Requirements:
Can you output the records below exactly as they are written?

[Entries from a pointing dataset]
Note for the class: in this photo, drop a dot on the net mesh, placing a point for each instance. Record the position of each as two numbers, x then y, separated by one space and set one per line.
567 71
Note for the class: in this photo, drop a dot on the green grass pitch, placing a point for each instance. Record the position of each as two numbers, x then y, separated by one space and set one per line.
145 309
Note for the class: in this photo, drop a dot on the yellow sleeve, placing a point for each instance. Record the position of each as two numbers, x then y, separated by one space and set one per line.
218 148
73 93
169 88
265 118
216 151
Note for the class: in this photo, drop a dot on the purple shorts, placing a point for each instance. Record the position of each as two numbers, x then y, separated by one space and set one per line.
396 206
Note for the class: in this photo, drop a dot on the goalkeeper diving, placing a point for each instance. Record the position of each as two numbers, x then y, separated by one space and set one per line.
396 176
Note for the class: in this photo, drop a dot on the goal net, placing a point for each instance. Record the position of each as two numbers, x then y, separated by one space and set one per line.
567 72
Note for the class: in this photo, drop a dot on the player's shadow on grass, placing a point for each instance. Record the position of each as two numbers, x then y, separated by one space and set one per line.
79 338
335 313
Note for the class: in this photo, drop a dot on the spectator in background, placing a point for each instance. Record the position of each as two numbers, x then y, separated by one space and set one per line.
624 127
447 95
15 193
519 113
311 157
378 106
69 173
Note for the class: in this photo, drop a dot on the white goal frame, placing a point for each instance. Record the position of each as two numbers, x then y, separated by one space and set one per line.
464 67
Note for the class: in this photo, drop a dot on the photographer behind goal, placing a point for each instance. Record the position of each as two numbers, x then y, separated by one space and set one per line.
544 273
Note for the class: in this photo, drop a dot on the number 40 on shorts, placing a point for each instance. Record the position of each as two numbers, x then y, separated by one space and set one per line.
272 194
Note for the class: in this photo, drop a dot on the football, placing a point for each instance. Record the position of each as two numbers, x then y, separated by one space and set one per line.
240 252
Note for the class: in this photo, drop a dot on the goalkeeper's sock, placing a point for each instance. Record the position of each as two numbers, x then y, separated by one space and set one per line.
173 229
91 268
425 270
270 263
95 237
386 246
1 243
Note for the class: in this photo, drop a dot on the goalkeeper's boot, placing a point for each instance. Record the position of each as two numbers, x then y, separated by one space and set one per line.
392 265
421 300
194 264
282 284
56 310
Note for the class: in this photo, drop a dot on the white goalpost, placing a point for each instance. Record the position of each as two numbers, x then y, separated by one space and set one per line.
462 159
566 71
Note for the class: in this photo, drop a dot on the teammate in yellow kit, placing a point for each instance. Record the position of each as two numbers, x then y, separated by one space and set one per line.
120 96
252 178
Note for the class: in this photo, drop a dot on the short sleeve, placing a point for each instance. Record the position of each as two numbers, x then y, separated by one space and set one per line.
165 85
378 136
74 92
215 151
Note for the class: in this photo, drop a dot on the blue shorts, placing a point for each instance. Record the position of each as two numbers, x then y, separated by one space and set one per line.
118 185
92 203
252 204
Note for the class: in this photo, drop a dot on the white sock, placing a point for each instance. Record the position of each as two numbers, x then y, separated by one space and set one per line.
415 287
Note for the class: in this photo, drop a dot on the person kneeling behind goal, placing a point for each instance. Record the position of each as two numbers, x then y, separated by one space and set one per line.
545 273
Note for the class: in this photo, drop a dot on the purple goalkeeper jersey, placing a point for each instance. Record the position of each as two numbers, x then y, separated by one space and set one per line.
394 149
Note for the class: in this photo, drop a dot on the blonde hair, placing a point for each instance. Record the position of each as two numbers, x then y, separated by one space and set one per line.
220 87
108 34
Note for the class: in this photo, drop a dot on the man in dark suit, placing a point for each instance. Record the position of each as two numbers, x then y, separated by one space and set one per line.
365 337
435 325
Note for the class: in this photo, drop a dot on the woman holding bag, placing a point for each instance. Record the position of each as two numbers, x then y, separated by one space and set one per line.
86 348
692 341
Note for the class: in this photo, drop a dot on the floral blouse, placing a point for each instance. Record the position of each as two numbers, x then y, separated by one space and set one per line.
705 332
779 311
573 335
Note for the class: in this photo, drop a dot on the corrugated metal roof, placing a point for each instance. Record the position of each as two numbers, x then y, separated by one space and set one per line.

Answer to this task:
Note for the class: in this photo, drop a dot on the net mesh, placing a point for each instance. Record the position of each as two numbers, x then y, separated by one space and set one per line.
567 71
Note for the class: in this photo, drop a dot on the green grass pitch, placing a point for each instance. Record the position of each as two numbers, x then y, separated by one space and set one per line.
145 309
Note for the class: in this photo, drop a dot on the yellow sleeve, placing a point for each instance. Record the position of each as two numbers, x then y, separated by one space and set one per line.
218 148
73 93
169 88
265 118
216 151
Note for the class: in this photo, drop a dot on the purple shorts, placing a point for each instance. Record the position of each as two numbers, x then y, separated by one space and set one per line.
396 206
Note for the class: in this photo, drop a dot on the goalkeeper diving, placing a point for each instance. Record the position of each as two numbers, x then y, separated by one space and set one per line.
396 176
Note for the class: in this photo, drop a dot on the goal net, placing a point for each instance. Record the position of each as two numbers, x then y, separated by one space and set one per line.
567 72
Note for the class: in this photo, drop a dot on the player's shadow on grass, placing a point for each instance. Record the position of each as two numbers, x then y, separated by one space and set one per line.
79 338
335 313
Note for the class: in this photo, drop a dot on the spectator in background, placing a point for each instance. Record the position of each as two numbers, x then y, separated by one space and set one per line.
624 127
447 95
15 193
519 113
311 157
378 106
69 173
Note for the class: in this photo, drop a dot on the white goal frame, placing a point for each instance. Record the position of each as two numbers, x then y, separated by one space and set one per line.
464 67
Note for the class: in this photo, drop a dot on the photographer behind goal, placing a point for each instance. Record the position of each as two numbers, x then y, separated by one space and set one per line.
544 273
Note for the class: in this photo, drop a dot on the number 40 on shorts, placing a point for each instance. Record the position of each as two numbers, x then y, separated by one space and set one per line.
272 194
Note for the class: in this photo, drop a dot on the football, placing a point for each instance. Record the position of each as two numbers, x then y, separated by one space and set one per line.
240 252
Note for the class: in this photo, drop a dot on the goalkeeper's sock, placing a point for each instance. Record the position of each as two numbers, x then y, separated by one space and set one per line.
173 229
91 268
425 270
270 263
95 237
386 246
1 243
Note for the class: in this photo, drop a dot on the goalkeeper's boot, placing a point for each instance. Record the position of each as two numbers, x then y, separated by one space and set one per line.
392 265
421 300
194 264
282 284
56 310
Note for the class: in this photo, drop a dot on the white goalpost, placing a point for each instance. Record the position of each as two numbers, x then y, separated by one space and set one per line.
462 159
566 71
Note for the class: in this photo, drop a dot on the teammate in yellow kit, placing a point for each instance. Record the position of each as two numbers, x then y, separated by one space and set one per line.
120 96
252 178
Note for the class: in this photo, drop a dot on the short sleeve, placing a point for each instance. Record the position of each as two numbers, x then y, separated by one space and set one per line.
165 85
378 136
74 92
215 151
Note for the class: in this photo, drop a dot on the blue shorts, placing a point for each instance. Record the position of each as two numbers, x then y, separated by one space and set one per line.
118 185
92 203
252 204
Note for the class: in this photo, drop a dot on the white sock, placing a point for each instance. Record the position of each as two numbers, x then y, separated by one space and set one per line.
415 287
Note for the class: in this photo, drop a dot on the person kneeling behind goal, placing a point for each instance. Record the position of each as two numbers, x then y, separated by one space and set one per line.
545 273
Note for the class: in this photo, drop a dot on the purple goalkeeper jersey, placing a point for each instance. Record the position of each as two numbers, x then y, separated by one space and set one per line.
394 149
Note for the class: in this photo, drop a dot on the blonde hair, placing a point for each instance. Record the position of each as two numbers, x then y, separated by one space and set one per line.
220 87
108 34
Note for the class: in this photo, drop a dot on the man in dark suit, placing a point for each instance. Record the position of each as two numbers, x then y, separated by one space and set one per line.
365 337
435 325
Note for the class: in this photo, drop a dot on the woman holding bag, placing a point for each instance. Record the position of each as two numbers, x then y, separated by one space and set one per line.
86 348
692 341
Note for the class: in this photo, drop a dot on the floral blouse, placing a point for each instance. Record the position of each as two numbers, x then y, separated by one space and set one per line.
705 332
779 311
573 335
Note for the class: in this photo, drop a dot on the corrugated metal roof, placing a point for each instance. Record the position of each as two numbers, x then y, separated by one space and set one per line.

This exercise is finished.